Pick up the tech news briefs on Uber and the Yahoo Voices breach after their final sentence and write what comes next.

> _PASSAGE GIVEN_:
◆ ◆ ◆

Uber Taste-Tests On-Demand Ice Cream Trucks
Uber, the mobile app that lets you order private cars on-demand, is getting a little sweeter. Tomorrow, the company is test-driving a mini-fleet of ice cream trucks in seven cities across the country and in Toronto. Uber users, who can already order the service's cars on their phones, will be able to request an ice cream truck to purchase treats in bundles. (In New York, for example, you can get a five-pack of ice creams from city favorites Van Leeuwen and Cool Haus for $12.) It's the cherry on top of a great week for Uber: It just won a major victory against the Washington, D.C. City Council that would have required the on-demand service to charge five times the cost of a D.C. taxi by law. It's also an interesting peek into a world in which Uber can offer customers more than just cars. Which makes us wonder: What else can we Uber?

Hackers Publish 450,000 Usernames Pilfered From Yahoo Voices
Hackers have infiltrated a Yahoo service, sneaking out 450,000 passwords and usernames and posting them online. Ars Technica was among the first to spot the breach, which seems to have affected the otherwise low-profile Yahoo Voice network, a voice service associated with Yahoo chat. The hacker group behind the heist is calling itself the D33Ds Company. Worryingly, as the Guardian points out, Yahoo had not encrypted the passwords. The lack of similar first-level security landed LinkedIn in trouble when hackers accessed and published 6.4 million passwords online last month. Yahoo has yet to comment.

◆ ◆ ◆

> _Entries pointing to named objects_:
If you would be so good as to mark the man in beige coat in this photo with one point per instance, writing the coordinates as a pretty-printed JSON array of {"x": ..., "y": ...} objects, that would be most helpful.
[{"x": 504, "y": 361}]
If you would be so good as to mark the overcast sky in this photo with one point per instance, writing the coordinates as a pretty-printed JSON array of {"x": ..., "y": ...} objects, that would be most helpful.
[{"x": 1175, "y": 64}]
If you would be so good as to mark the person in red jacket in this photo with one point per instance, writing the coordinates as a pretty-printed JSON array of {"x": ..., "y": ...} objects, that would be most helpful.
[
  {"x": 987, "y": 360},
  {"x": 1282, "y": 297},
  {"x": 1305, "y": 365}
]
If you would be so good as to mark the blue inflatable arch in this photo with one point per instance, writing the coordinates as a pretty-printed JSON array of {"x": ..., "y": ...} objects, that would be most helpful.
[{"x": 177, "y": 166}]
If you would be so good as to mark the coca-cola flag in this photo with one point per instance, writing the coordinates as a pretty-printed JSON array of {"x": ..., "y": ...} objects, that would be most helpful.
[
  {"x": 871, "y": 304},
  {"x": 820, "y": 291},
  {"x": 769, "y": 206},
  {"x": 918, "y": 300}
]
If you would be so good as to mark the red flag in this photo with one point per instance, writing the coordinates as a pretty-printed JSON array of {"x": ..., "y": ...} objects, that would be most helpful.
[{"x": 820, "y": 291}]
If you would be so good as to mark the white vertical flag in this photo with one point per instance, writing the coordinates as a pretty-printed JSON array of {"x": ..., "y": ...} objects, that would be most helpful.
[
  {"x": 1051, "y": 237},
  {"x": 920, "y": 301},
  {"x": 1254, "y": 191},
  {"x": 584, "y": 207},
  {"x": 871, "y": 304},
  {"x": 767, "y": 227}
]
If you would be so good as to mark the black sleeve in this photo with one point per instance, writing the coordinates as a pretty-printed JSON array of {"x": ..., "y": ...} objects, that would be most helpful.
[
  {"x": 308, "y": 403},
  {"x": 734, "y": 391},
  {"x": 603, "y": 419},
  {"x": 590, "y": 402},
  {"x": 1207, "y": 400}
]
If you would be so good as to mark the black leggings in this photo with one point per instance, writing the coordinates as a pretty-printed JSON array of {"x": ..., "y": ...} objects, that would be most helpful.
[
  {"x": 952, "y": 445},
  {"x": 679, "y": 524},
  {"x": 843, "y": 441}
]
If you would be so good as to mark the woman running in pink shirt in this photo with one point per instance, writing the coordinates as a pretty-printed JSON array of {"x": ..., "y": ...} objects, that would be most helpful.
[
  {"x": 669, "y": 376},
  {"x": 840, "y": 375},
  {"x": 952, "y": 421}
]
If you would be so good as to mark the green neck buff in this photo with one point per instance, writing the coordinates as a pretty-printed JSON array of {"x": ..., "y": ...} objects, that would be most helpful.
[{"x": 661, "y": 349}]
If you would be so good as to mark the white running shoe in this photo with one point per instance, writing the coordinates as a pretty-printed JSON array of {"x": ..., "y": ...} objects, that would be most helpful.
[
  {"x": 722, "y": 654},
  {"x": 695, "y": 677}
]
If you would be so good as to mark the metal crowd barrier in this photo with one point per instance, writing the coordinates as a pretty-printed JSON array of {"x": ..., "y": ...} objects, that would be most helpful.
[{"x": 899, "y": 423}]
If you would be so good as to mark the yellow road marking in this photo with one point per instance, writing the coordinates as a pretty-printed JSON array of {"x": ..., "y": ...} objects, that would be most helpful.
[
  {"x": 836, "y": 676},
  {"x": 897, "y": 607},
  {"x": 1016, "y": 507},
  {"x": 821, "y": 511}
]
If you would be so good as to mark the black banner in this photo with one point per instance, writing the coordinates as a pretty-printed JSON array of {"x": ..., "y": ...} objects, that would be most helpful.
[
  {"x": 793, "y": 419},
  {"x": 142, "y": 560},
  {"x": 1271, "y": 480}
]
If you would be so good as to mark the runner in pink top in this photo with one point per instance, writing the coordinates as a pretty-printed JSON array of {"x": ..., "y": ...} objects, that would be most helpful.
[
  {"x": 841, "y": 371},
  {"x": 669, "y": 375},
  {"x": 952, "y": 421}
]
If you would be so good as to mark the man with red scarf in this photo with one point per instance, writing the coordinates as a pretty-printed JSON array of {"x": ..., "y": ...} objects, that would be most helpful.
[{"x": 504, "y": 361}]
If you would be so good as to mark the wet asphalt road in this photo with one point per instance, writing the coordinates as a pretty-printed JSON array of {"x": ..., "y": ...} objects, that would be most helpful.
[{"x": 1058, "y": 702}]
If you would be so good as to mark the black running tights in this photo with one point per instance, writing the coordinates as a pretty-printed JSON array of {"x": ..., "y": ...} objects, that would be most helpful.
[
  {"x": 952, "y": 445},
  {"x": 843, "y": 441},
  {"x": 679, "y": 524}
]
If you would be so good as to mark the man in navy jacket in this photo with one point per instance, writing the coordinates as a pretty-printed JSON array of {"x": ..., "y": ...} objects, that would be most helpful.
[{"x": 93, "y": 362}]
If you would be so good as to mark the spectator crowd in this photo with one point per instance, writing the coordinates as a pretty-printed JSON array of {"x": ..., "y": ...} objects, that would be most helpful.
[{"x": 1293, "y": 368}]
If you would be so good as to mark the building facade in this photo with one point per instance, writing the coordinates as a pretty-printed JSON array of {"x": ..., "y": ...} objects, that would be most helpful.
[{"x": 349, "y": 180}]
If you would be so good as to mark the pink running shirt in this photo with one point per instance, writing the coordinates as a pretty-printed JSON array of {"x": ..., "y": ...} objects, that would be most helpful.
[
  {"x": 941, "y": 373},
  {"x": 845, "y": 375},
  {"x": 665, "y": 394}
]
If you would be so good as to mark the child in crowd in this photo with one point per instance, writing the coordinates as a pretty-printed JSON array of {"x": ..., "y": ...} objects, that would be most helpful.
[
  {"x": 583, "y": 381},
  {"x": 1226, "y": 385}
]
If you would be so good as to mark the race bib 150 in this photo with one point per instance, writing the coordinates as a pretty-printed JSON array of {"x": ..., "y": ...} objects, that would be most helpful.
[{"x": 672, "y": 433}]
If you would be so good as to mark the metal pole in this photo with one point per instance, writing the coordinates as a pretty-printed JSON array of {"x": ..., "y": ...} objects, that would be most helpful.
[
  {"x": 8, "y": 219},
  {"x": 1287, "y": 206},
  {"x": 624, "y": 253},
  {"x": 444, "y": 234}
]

◆ ◆ ◆

> _RESPONSE_:
Amazing Alex, The New Game From Angry Birds Creators, Launches For iOS And Android
Amazing Alex, the second game from Angry Birds maker Rovio, is now out for iPhones, iPads and Android devices. Like Angry Birds, the mobile game is based on physics and falling, but in Amazing Alex you don’t break, you build. As the teaser video below shows, the game is about balancing regular objects and creating chain reactions, to help engineering nut Alex get things done in a creative way. As a bonus, users can create and share game levels they make. So far, some users are running into difficulties accessing the iOS Game Center after downloading the game, but Rovio says it is looking into it.

Judge Rules New York's Aereo TV Retransmission Service Is Legal
A New York district judge has now ruled that Aereo, which retransmits live TV signals to iPhones and iPads using a complex and strange array of antennas, can continue its business. Aereo asserts its merely sending signals to users on a different device than they'd be watching free TV on at home--because you can't take your domestic TV on the road. TV networks see it differently and say Aereo is infringing their copyright, but Judge Alison Nathan has ruled that the law is on the side of Aereo. An appeal is expected to be filed immediately.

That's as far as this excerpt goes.